* **Provided data**:
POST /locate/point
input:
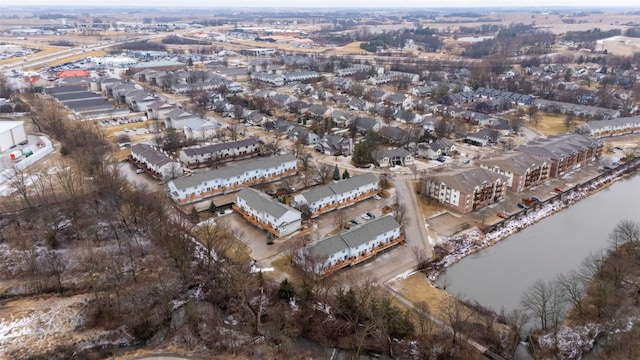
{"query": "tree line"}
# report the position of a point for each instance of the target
(603, 290)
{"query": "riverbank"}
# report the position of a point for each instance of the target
(472, 240)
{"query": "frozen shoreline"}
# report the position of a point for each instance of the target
(470, 241)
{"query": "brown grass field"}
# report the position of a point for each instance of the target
(48, 50)
(73, 57)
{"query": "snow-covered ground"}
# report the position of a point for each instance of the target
(37, 326)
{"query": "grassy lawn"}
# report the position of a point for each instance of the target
(74, 57)
(45, 51)
(416, 289)
(351, 48)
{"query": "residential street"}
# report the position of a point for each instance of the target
(399, 259)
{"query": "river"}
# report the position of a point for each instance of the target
(497, 277)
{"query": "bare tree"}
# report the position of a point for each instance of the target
(456, 315)
(424, 318)
(626, 231)
(421, 256)
(19, 181)
(573, 289)
(325, 171)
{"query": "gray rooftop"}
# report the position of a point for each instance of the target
(151, 155)
(339, 187)
(466, 180)
(614, 122)
(516, 162)
(214, 148)
(231, 171)
(559, 146)
(264, 203)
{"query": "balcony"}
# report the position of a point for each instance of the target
(255, 221)
(354, 260)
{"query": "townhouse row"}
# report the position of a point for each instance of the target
(350, 247)
(203, 185)
(338, 194)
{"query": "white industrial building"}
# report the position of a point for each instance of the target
(11, 134)
(266, 212)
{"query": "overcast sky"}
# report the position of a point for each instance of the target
(330, 3)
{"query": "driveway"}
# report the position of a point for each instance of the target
(401, 258)
(414, 224)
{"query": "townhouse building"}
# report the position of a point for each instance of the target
(352, 70)
(339, 194)
(266, 212)
(300, 76)
(522, 170)
(613, 127)
(269, 79)
(565, 152)
(351, 247)
(466, 190)
(200, 186)
(200, 129)
(154, 162)
(393, 157)
(197, 156)
(177, 118)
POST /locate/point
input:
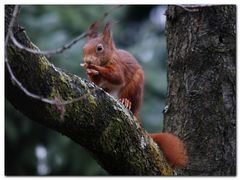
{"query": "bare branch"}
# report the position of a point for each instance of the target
(57, 102)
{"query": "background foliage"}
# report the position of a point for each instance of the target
(31, 149)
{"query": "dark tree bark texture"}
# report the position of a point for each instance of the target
(201, 95)
(97, 121)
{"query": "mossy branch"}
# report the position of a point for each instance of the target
(96, 121)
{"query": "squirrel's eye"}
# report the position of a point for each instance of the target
(99, 48)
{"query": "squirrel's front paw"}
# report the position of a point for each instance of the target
(92, 72)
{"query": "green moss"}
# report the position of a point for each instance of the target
(92, 100)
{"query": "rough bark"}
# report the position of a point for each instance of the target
(201, 95)
(98, 122)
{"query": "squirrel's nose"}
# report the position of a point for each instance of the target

* **Exercise aim**: Gather every line of the records above that contains the string "squirrel", treating uppercase and lowercase letters as different.

* **The answer**:
{"query": "squirrel's eye"}
{"query": "squirrel's front paw"}
{"query": "squirrel's nose"}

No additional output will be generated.